» **Given exercise 1**: Say whether each statement below agrees with the passage on cash distributions that follows, answering yes or no and quoting the deciding words of the passage. (a) Payment of cash distributions to unitholders is guaranteed. (b) The non-cash charges included in net income for the year ended December 31, 2007 were $16,607. (c) The provision for depreciation is a reasonable proxy for the cost of maintaining existing levels of service.

start Passage

Distributable cash does not have any standardized meaning within Canadian GAAP
and therefore may not be comparable to similar measures presented by other
trusts (refer to Non-GAAP Measures).
    The Trust intends to pay cash distributions to unitholders but the
payment of cash distributions cannot be guaranteed.

    The following is a comparison of cash distributions declared and certain
defined amounts:

    -------------------------------------------------------------------------
                                                     Years ended December 31
                                          -----------------------------------
                                 2007 Q4        2007        2006        2005
    -------------------------------------------------------------------------
    Cash flow from operating
     activities                $  12,501   $  39,729   $  39,929   $  21,609
    -------------------------------------------------------------------------
    Net income for the period  $  10,365   $  24,863   $  35,348   $  21,807
    -------------------------------------------------------------------------
    Distributable cash         $  12,043   $  38,993   $  45,972   $  27,551
    -------------------------------------------------------------------------
    Cash distributions
     declared                  $   6,649   $  26,405   $  24,681   $  11,162
    -------------------------------------------------------------------------
    Excess of cash flow from
     operating activities over
     cash distributions
     declared                  $   5,852   $  13,324   $  15,248   $  10,447
    -------------------------------------------------------------------------
    Excess (short-fall) of net
     income over cash
     distributions declared    $   3,716   $  (1,542)  $  10,667   $  10,645
    -------------------------------------------------------------------------
    Excess of distributable
     cash over cash
     distributions declared    $   5,394   $  12,588   $  21,291   $  16,389
    -------------------------------------------------------------------------
    -------------------------------------------------------------------------

    Net income exceeded cash distributions declared by $5,852 for the three
months ended December 31, 2007 and cash distributions declared exceeded net
income by $1,542 for the year ended December 31, 2007. Net income includes
significant non-cash charges which for the three months ended December 31,
2007 were $2,544 and for the year ended December 31, 2007 were $16,607 that do
not impact cash flow. Included in these non-cash charges is a provision for
depreciation that is not a reasonable proxy for the cost of maintaining
existing levels of service (i.e. maintenance capital expenditures). Therefore,
in certain periods cash distributions declared may exceed net income.

end Passage

» **Given exercise 2**: From the records below, pull out every line that contains the word "green".

start Data records

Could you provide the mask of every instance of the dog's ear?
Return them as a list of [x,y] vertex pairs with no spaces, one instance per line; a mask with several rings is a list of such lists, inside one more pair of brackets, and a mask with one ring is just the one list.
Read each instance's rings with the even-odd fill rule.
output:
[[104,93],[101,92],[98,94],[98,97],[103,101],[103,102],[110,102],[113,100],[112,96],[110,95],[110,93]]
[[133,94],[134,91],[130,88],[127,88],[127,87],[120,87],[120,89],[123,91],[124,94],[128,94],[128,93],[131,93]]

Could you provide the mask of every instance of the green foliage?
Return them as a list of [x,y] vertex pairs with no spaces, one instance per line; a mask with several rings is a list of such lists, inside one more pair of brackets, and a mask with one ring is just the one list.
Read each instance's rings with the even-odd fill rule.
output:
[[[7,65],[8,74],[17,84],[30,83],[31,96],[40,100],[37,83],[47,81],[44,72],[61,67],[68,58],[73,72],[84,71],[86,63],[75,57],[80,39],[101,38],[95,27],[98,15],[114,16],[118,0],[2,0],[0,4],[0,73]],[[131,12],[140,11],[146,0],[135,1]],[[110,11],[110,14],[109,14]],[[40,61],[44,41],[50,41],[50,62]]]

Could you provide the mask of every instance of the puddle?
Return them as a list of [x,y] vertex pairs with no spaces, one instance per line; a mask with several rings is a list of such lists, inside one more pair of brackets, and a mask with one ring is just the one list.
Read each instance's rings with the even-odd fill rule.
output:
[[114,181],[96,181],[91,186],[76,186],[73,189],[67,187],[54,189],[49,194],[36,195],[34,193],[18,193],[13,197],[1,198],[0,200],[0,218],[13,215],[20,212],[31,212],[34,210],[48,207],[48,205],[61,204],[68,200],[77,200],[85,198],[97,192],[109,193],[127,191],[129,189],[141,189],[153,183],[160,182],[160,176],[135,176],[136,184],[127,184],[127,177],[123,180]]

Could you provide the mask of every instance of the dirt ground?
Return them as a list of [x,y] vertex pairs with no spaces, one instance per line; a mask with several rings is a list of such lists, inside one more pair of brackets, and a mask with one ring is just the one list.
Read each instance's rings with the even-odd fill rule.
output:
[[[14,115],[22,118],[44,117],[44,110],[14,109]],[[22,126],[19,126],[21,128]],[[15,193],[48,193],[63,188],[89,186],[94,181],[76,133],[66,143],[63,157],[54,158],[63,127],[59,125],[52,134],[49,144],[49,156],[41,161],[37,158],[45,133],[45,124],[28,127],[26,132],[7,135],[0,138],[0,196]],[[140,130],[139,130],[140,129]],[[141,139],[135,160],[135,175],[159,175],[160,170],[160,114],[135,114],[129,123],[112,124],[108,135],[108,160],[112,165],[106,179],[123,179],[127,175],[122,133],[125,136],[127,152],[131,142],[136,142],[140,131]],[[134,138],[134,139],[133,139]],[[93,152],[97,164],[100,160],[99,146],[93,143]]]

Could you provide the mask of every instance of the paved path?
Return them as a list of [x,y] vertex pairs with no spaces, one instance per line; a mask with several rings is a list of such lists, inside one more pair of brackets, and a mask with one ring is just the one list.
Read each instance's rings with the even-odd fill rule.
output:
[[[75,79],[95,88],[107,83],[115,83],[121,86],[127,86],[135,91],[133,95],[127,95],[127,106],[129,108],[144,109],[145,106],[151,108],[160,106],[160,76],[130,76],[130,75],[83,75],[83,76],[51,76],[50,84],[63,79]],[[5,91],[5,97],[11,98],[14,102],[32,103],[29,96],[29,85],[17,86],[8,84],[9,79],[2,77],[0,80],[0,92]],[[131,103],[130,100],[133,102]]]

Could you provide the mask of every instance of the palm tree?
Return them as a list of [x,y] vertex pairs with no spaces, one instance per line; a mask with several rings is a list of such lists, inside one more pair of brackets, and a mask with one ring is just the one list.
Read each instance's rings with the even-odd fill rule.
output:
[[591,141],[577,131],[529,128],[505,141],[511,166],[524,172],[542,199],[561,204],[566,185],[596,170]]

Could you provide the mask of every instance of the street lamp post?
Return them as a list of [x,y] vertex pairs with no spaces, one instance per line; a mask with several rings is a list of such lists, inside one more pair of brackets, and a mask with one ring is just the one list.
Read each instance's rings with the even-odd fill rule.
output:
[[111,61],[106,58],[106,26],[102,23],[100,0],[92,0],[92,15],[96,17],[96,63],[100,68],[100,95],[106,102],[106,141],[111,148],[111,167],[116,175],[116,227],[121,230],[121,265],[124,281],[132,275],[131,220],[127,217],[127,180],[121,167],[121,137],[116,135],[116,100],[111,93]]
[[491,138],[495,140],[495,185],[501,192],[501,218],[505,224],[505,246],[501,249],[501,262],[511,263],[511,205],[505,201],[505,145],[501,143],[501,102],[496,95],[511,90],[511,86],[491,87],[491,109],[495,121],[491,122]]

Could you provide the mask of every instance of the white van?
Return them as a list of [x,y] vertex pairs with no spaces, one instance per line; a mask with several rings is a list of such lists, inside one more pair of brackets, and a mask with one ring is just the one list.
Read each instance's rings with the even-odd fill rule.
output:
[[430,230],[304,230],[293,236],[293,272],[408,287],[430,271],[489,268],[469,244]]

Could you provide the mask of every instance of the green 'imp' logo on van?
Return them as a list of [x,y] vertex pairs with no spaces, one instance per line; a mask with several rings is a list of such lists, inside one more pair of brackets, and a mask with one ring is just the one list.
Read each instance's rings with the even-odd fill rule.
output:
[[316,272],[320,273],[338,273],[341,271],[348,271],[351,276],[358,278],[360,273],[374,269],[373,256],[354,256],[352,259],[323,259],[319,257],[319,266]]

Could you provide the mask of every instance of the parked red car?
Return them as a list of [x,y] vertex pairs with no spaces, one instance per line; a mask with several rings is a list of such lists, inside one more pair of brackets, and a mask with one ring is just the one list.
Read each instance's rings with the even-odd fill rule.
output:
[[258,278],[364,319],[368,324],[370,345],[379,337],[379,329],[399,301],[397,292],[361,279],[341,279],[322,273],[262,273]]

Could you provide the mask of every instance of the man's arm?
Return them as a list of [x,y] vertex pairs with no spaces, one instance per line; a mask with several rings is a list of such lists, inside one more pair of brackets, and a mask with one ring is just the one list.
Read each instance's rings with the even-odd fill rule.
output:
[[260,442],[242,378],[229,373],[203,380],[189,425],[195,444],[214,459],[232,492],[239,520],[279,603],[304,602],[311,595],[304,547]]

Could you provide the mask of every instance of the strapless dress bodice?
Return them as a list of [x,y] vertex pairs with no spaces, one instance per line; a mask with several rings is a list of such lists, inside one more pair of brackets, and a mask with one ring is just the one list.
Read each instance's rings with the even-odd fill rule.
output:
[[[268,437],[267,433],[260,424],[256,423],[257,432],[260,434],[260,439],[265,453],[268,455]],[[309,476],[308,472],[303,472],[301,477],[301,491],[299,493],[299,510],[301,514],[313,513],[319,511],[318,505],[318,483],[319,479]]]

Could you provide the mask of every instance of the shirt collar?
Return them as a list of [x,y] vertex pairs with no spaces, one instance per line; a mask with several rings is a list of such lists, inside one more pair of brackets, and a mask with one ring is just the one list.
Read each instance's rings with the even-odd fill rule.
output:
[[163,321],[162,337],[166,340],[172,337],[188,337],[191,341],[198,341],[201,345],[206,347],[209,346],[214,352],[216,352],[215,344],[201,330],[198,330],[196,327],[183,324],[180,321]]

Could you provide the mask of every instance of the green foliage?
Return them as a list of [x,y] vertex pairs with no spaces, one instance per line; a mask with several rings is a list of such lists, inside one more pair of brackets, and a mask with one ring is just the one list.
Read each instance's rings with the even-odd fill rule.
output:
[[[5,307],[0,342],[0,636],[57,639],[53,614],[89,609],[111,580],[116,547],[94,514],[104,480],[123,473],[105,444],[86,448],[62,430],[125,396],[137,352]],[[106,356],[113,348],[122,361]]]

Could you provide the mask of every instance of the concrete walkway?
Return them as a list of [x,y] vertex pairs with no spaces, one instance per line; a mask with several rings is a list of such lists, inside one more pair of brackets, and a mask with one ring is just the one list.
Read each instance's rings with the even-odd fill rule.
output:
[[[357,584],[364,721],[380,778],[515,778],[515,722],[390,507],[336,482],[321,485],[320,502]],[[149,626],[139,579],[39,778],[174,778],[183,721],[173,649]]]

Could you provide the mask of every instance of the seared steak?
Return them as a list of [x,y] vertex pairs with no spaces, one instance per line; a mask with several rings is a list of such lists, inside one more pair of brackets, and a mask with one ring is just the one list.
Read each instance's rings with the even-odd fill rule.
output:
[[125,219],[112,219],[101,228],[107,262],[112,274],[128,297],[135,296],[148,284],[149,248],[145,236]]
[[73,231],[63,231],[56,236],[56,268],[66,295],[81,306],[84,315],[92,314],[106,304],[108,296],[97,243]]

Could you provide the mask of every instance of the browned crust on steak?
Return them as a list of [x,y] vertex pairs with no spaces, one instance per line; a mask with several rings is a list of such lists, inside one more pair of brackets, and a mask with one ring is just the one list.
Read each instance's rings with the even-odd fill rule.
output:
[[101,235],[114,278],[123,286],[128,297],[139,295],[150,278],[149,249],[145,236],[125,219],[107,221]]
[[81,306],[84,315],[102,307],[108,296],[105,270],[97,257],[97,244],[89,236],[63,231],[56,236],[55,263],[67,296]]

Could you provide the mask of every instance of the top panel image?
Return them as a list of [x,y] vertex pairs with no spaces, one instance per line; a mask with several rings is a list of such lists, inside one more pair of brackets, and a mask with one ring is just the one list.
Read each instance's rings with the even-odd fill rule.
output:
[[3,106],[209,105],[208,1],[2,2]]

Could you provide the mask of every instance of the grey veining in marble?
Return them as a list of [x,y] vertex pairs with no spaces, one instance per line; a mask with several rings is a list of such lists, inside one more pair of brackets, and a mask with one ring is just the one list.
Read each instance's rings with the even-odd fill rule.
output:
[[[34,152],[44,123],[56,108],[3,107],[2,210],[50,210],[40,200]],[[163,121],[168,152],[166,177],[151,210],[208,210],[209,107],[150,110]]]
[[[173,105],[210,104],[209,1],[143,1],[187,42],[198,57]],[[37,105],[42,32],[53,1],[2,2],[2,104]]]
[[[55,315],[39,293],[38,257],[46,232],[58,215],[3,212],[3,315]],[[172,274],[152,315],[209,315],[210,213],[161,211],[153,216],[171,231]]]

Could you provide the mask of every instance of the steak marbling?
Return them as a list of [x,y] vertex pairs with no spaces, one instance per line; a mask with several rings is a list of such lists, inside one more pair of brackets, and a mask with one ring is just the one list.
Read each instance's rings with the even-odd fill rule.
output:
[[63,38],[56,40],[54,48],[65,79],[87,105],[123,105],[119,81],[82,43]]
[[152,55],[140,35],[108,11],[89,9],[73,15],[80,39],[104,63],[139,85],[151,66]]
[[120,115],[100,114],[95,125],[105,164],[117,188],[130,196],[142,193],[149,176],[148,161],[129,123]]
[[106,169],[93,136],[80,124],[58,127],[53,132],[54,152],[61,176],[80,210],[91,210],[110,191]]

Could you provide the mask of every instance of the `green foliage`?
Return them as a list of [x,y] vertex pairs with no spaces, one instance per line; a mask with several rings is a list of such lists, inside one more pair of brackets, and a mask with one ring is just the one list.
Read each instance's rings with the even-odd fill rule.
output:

end Data records

» **Exercise solution 1**:
(a) No: "the payment of cash distributions cannot be guaranteed."
(b) Yes: "for the year ended December 31, 2007 were $16,607 that do not impact cash flow."
(c) No: "a provision for depreciation that is not a reasonable proxy for the cost of maintaining existing levels of service."

» **Exercise solution 2**:
Could you provide the mask of every instance of the green foliage?
Could you provide the mask of every instance of the green 'imp' logo on van?
Could you provide the mask of every instance of the green foliage?
Could you provide the mask of every instance of the `green foliage`?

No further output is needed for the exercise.